* **THE INPUT**:
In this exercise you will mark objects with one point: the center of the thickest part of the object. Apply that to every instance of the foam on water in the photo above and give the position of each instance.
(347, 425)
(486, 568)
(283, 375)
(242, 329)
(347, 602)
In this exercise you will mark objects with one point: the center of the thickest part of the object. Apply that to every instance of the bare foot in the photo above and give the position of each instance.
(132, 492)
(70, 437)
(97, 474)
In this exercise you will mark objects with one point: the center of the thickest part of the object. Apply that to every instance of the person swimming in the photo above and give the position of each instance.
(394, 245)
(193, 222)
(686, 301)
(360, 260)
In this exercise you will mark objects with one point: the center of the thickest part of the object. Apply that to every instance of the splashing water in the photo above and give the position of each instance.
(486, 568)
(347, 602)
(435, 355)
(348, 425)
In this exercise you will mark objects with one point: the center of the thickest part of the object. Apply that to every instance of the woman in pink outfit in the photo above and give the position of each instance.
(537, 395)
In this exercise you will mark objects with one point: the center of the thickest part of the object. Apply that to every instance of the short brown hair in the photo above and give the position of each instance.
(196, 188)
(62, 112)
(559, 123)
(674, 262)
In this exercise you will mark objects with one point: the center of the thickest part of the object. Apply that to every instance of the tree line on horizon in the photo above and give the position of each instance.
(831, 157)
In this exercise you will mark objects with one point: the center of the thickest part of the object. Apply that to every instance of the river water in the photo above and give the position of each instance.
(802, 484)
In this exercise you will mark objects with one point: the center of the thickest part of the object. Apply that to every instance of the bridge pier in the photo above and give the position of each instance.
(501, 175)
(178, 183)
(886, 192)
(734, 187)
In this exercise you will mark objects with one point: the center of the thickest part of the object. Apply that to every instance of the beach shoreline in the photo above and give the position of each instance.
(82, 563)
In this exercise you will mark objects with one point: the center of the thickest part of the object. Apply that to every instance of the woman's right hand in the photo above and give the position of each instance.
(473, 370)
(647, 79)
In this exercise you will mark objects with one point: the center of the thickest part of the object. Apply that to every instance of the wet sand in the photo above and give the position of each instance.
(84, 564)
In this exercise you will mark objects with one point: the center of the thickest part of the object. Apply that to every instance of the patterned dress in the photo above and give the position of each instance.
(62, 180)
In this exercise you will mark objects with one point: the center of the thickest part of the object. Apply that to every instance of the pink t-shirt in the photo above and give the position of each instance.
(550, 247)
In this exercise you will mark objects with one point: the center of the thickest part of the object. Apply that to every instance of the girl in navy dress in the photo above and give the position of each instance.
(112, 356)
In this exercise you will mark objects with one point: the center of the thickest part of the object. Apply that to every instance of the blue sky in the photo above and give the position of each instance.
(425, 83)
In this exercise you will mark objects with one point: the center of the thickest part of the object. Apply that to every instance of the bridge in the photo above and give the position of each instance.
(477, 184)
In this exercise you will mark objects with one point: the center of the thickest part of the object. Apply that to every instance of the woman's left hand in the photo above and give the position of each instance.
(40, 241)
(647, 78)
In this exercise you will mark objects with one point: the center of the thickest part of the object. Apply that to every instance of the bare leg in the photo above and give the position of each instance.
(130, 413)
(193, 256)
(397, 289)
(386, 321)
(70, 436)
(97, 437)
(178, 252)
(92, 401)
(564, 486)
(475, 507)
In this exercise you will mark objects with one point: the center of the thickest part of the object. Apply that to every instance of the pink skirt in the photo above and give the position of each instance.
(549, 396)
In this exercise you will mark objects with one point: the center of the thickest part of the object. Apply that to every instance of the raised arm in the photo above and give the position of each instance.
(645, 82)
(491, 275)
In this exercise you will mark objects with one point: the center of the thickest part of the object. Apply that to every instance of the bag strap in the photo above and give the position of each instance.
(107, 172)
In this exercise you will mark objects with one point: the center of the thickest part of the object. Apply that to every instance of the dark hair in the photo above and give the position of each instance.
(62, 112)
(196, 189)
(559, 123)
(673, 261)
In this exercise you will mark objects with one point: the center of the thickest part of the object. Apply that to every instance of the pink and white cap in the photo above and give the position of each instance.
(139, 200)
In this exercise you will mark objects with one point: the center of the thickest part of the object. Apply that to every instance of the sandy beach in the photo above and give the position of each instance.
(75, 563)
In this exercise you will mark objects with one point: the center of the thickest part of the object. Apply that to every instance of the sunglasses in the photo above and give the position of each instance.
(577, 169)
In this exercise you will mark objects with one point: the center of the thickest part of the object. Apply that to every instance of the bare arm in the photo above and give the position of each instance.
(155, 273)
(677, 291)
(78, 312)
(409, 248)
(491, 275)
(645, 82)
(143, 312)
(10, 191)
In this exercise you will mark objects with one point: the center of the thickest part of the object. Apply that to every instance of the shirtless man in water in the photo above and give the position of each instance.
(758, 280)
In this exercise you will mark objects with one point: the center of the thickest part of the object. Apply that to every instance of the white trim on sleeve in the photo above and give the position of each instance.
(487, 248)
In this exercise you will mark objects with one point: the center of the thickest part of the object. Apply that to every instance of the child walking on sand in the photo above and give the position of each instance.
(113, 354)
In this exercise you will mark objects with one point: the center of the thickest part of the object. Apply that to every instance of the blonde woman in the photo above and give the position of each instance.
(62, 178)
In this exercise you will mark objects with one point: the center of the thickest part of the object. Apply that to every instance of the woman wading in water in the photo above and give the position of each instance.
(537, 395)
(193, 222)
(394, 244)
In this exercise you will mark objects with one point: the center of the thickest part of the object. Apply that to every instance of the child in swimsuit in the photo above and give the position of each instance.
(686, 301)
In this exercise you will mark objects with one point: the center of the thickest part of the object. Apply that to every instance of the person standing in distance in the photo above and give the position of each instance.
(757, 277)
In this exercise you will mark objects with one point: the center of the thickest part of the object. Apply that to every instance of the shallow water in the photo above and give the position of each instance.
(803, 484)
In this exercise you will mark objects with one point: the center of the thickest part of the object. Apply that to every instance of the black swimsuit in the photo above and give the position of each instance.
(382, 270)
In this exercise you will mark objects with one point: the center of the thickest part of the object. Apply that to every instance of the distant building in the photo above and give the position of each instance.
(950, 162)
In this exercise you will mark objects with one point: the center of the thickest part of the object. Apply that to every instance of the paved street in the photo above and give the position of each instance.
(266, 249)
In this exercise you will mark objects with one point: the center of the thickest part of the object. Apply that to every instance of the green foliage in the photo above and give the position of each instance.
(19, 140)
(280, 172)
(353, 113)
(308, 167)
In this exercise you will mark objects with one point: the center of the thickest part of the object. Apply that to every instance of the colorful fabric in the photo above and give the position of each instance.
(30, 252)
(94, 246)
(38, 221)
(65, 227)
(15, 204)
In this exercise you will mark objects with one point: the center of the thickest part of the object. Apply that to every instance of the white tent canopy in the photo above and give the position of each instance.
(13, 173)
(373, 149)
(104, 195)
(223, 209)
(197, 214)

* **WHAT YOU ARE ASKED TO DO**: Lay out every line of the records above as a Markdown table with two columns, "Row" for the row number and "Line" for the line itself. Leave out blank lines.

* **WRITTEN SOLUTION**:
| Row | Line |
|---|---|
| 1 | In this exercise you will mark objects with one point: the center of the thickest part of the object. Apply that to every instance of the foam on water in the photo above and give the position of each instance. |
| 2 | (347, 425) |
| 3 | (486, 568) |
| 4 | (283, 375) |
| 5 | (242, 329) |
| 6 | (347, 602) |
| 7 | In this exercise you will mark objects with one point: the center of the thickest part of the object. Apply that to every instance of the bare foot in the photo above and give the position of each instance. |
| 8 | (132, 492) |
| 9 | (70, 437) |
| 10 | (97, 474) |
| 11 | In this exercise you will mark objects with one point: the center of the thickest part of the object. Apply that to every instance of the person swimming in the photo above and give the position of each instance. |
| 12 | (394, 245) |
| 13 | (193, 222) |
| 14 | (686, 301) |
| 15 | (360, 260) |
| 16 | In this exercise you will mark objects with one point: the center of the thickest part of the object. Apply that to every instance of the splashing water in the photo above and give the position of each instance. |
| 17 | (486, 568) |
| 18 | (347, 602) |
| 19 | (435, 355) |
| 20 | (348, 425) |
| 21 | In this exercise you will mark objects with one point: the center of the thickest part of the object. Apply that to every instance of the woman in pink outfit in the photo above and give the position of each instance. |
| 22 | (537, 395) |
| 23 | In this exercise you will mark objects with one point: the center of the thickest part of the object. Apply that to every instance of the short brown hair in the photo above and give the position of each instance. |
| 24 | (196, 188) |
| 25 | (62, 112) |
| 26 | (559, 123) |
| 27 | (674, 262) |
| 28 | In this exercise you will mark objects with one point: the center of the thickest part of the object. Apply that to every instance of the tree line on horizon in the photo above and give the position of each instance. |
| 29 | (831, 157) |
| 30 | In this exercise you will mark objects with one point: the center of the thickest part of the object. Apply that to every instance of the river water in the photo above and give the position of each instance. |
| 31 | (802, 484) |
| 32 | In this exercise you will mark objects with one point: the center of the thickest part of the object. Apply that to every instance of the bridge pier in the photo above and give the position of each instance. |
| 33 | (501, 175) |
| 34 | (178, 183) |
| 35 | (886, 192) |
| 36 | (734, 187) |
| 37 | In this exercise you will mark objects with one point: the center of the thickest part of the object. Apply that to every instance of the beach shoreline in the photo above and give the position of each instance. |
| 38 | (82, 563) |
| 39 | In this exercise you will mark objects with one point: the center of the thickest part of the object. Apply that to every instance of the woman's right hand in the photo above and give the position of each instance. |
| 40 | (473, 370) |
| 41 | (647, 79) |
| 42 | In this exercise you will mark objects with one point: the center of the thickest part of the object. Apply that to every instance of the wet sand in the photo above and give the position of each instance. |
| 43 | (84, 564) |
| 44 | In this exercise you will mark objects with one point: the center of the thickest part of the object. Apply that to every instance of the patterned dress in the photo above and give the position of each instance. |
| 45 | (62, 180) |
| 46 | In this exercise you will mark objects with one point: the center of the thickest part of the object. Apply that to every instance of the pink t-shirt in the photo above and give the position of each instance. |
| 47 | (550, 247) |
| 48 | In this exercise you will mark objects with one point: the center of the thickest part of the object. Apply that to every instance of the girl in navy dress in the photo above and give the position of each instance. |
| 49 | (112, 356) |
| 50 | In this exercise you will mark objects with one point: the center of the thickest part of the object. Apply that to every instance of the blue sky in the photo above and give the position of each instance. |
| 51 | (425, 83) |
| 52 | In this exercise you will mark objects with one point: the center of the thickest part of the object. Apply that to every instance of the bridge in the photo above and give the position of each instance. |
| 53 | (477, 184) |
| 54 | In this exercise you will mark objects with one point: the center of the thickest part of the object. Apply that to every instance of the woman's left hand in the photo above and give the position of each instance. |
| 55 | (40, 241) |
| 56 | (647, 78) |
| 57 | In this exercise you will mark objects with one point: the center of the thickest part of the object. Apply that to every instance of the bare leg in the photo above and give the position of each instance. |
| 58 | (130, 413) |
| 59 | (193, 256) |
| 60 | (397, 289) |
| 61 | (386, 321) |
| 62 | (70, 436) |
| 63 | (97, 437) |
| 64 | (178, 252) |
| 65 | (92, 401) |
| 66 | (564, 486) |
| 67 | (475, 507) |
| 68 | In this exercise you will mark objects with one point: the center of the thickest part of the object. Apply that to every instance of the pink skirt in the photo above and give the position of each instance. |
| 69 | (549, 396) |
| 70 | In this exercise you will mark objects with one point: the center of the thickest part of the object. Apply that to every instance of the raised arm in the photo above and give the position of each instance. |
| 71 | (645, 82) |
| 72 | (491, 275) |
| 73 | In this exercise you will mark objects with one point: the center of the thickest part of the object. Apply that to every instance of the bag strap in the photo above and give the position of each instance. |
| 74 | (107, 172) |
| 75 | In this exercise you will mark objects with one point: the center of the thickest part of the object. Apply that to every instance of the dark hair in the photo above and give the position of each instance. |
| 76 | (62, 112) |
| 77 | (196, 189) |
| 78 | (559, 123) |
| 79 | (673, 261) |
| 80 | In this exercise you will mark objects with one point: the center of the thickest part of the object. Apply that to every instance of the pink and white cap in the photo above and give the position of each instance. |
| 81 | (139, 200) |
| 82 | In this exercise you will mark objects with one point: the center of the thickest part of the object. Apply that to every instance of the sandy beach in the photo above and give the position of each instance. |
| 83 | (75, 563) |
| 84 | In this exercise you will mark objects with one point: the center of the thickest part of the object. Apply that to every instance of the sunglasses in the photo above and give the position of each instance. |
| 85 | (577, 169) |
| 86 | In this exercise you will mark objects with one point: the center of the thickest part of the object. Apply that to every instance of the bare arm in the photo above and give the position of each instance. |
| 87 | (155, 273) |
| 88 | (677, 291) |
| 89 | (78, 312) |
| 90 | (409, 248) |
| 91 | (491, 275) |
| 92 | (645, 82) |
| 93 | (143, 312) |
| 94 | (10, 191) |
| 95 | In this exercise you will mark objects with one point: the center of the thickest part of the object. Apply that to every instance of the shirtless man in water in the photo above and give the position of each instance. |
| 96 | (758, 280) |
| 97 | In this exercise you will mark objects with one point: the center of the thickest part of the object. Apply that to every instance of the white trim on sleeve in the photo above and give the position of each instance. |
| 98 | (487, 248) |
| 99 | In this exercise you will mark objects with one point: the center of the thickest part of the object. Apply that to every instance of the child walking on sand in the photo above and give the position of each instance. |
| 100 | (113, 354) |
| 101 | In this exercise you will mark objects with one point: the center of the thickest part of the object. Apply that to every instance of the blonde woman in the photo above and give the position of each instance. |
| 102 | (62, 178) |
| 103 | In this exercise you will mark objects with one point: the center of the thickest part of the object. Apply that to every instance of the woman wading in water in the photo above and give the position of each instance. |
| 104 | (537, 395) |
| 105 | (193, 222) |
| 106 | (394, 244) |
| 107 | In this exercise you will mark objects with one point: the center of the thickest part of the object. Apply that to every instance of the child in swimsuit in the photo above and give the position of each instance. |
| 108 | (686, 301) |
| 109 | In this exercise you will mark objects with one point: the center of the thickest part of the object. Apply that to every instance of the person standing in distance in the photo above and give the position of each instance. |
| 110 | (757, 277) |
| 111 | In this exercise you will mark objects with one point: the center of the thickest part of the object. Apply that to every instance of the shallow water in the photo above and give the position of each instance. |
| 112 | (803, 484) |
| 113 | In this exercise you will mark objects with one point: the center of the thickest part of the object. Apply that to every instance of the black swimsuit in the photo above and give the position of each instance. |
| 114 | (382, 270) |
| 115 | In this exercise you will mark objects with one point: the center of the thickest part of the object. Apply that to every instance of the distant building in the photo above and give the position of each instance. |
| 116 | (950, 162) |
| 117 | In this exercise you will mark objects with one point: the center of the thickest part of the object. Apply that to every instance of the paved street in the photo above and give the position of each instance. |
| 118 | (266, 249) |
| 119 | In this exercise you will mark objects with one point: the center of the thickest part of the object. Apply that to every instance of the green foliage in the photo above and give the position of each instance. |
| 120 | (19, 140) |
| 121 | (280, 172) |
| 122 | (353, 113) |
| 123 | (308, 167) |
| 124 | In this exercise you will mark objects with one point: the center of the thickest part of the object. Apply that to every instance of the colorful fabric in the photo above and give the position of each instance. |
| 125 | (30, 252) |
| 126 | (94, 246) |
| 127 | (38, 221) |
| 128 | (65, 227) |
| 129 | (15, 204) |
| 130 | In this exercise you will mark objects with one point: the center of the thickest part of the object. Apply that to every instance of the white tent canopy in the photo above and give the position of each instance. |
| 131 | (13, 173) |
| 132 | (373, 149) |
| 133 | (104, 195) |
| 134 | (223, 209) |
| 135 | (197, 214) |